::: Document section :::

In vitro validation of the lactose 13C-ureide breath test for equine orocaecal transit time measurement
Version of Record online: 25 JUL 2011
© 2011 EVJ Ltd
Equine Veterinary Journal
Special Issue: Equine Colic. Guest Editors: T.S. Mair and C.J. Proudman. Publication of this supplement was supported by The Horse Trust
Volume 43, Issue Supplement s39, pages 42–48, August 2011
How to Cite
SUTTON, D. G. M., PRESTON, T. and LOVE, S. (2011), In vitro validation of the lactose 13C-ureide breath test for equine orocaecal transit time measurement. Equine Veterinary Journal, 43: 42–48. doi: 10.1111/j.2042-3306.2011.00406.x
- Issue online: 25 JUL 2011
- Version of Record online: 25 JUL 2011
- [Paper received for publication 17.01.11; Accepted 21.03.11]
- lactose 13C-ureide breath test;
- orocaecal transit time;
- hydrogen breath test
Reasons for performing study: Validation of a reliable, noninvasive clinical test for quantification of equine orocaecal transit time (OCTT) is required. This would facilitate an evidence-based approach to investigation and treatment of equine small intestinal disorders.
Objectives: 1) Comparison of the lactose 13C-ureide breath test (LUBT) with the hydrogen breath test (H2BT) for OCTT measurement. 2) Identification of the characteristics of gastrointestinal microbial glycosylureide hydrolase activity in vitro. 3) Production of an optimised protocol for the LUBT for in vivo measurement of equine OCTT.
Hypothesis: Significant lactose 13C-ureide (13C-LU) hydrolase activity is restricted to the large bowel. The rate of expiratory 13CO2 production after ingestion of the isotope will provide an indirect quantifiable measure of orocaecal transit rate. Requisite bacterial activity may be enhanced by a primer dose of unlabelled substrate as shown in Man.
Methods: Combined LUBT and H2BT were performed in 8 healthy individuals. Analysis of sequential end expiratory breath samples was used to calculate OCTT and results compared. Digestion of 13C-LU was investigated in vitro using fresh faecal material or intestinal aliquots collected post mortem. Isotopic fermentation rate was measured by rate of appearance of 13CO2.
Results: Peaks in expiratory 13CO2 occurred in all individuals after ingestion of the labelled test meal, whereas H2 expiration was variable. Both faecal and intestinal microbial digestion of 13C-LU were maximised by prior exposure to 12C-LU. Induced bacterial glucoseureide hydrolase activity was significantly greater in the caecum than in the small intestine (n = 10, P<0.05).
Conclusions: Significant 13C-LU digestion is restricted to the equine large intestine under normal conditions, and is enhanced by prior exposure to 12C-LU, making 13C-LU a suitable noninvasive marker of equine OCTT. The LUBT is more reliable than the H2BT for measurement of equine OCTT.

:::

• Requirement 1:
Summarize the abstract on the equine breath test in two sentences.
• Requirement 2:
According to the abstract on the equine breath test, in how many healthy individuals were the combined breath tests performed?

::: Study material :::

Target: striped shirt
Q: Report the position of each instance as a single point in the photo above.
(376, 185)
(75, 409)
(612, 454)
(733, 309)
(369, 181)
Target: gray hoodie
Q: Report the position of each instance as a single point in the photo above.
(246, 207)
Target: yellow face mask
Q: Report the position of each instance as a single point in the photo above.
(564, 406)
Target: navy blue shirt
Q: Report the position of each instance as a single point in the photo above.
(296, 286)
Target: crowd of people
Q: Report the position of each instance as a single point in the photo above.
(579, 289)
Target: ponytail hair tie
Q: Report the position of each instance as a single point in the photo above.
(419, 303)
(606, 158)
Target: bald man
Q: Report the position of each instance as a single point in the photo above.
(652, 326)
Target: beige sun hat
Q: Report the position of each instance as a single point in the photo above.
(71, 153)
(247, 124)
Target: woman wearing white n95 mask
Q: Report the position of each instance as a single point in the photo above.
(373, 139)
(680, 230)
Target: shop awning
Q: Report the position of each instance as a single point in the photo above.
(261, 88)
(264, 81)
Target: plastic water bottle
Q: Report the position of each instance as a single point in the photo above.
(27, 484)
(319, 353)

:::

• Worked solution 1:
The study compared the lactose 13C-ureide breath test with the hydrogen breath test for measuring equine orocaecal transit time, using combined tests in 8 healthy individuals and in vitro digestion of 13C-LU by faecal and intestinal material. Significant 13C-LU digestion was found to be restricted to the large intestine and enhanced by prior exposure to 12C-LU, and the lactose 13C-ureide breath test proved more reliable than the hydrogen breath test for measuring equine orocaecal transit time.

• Worked solution 2:
Eight.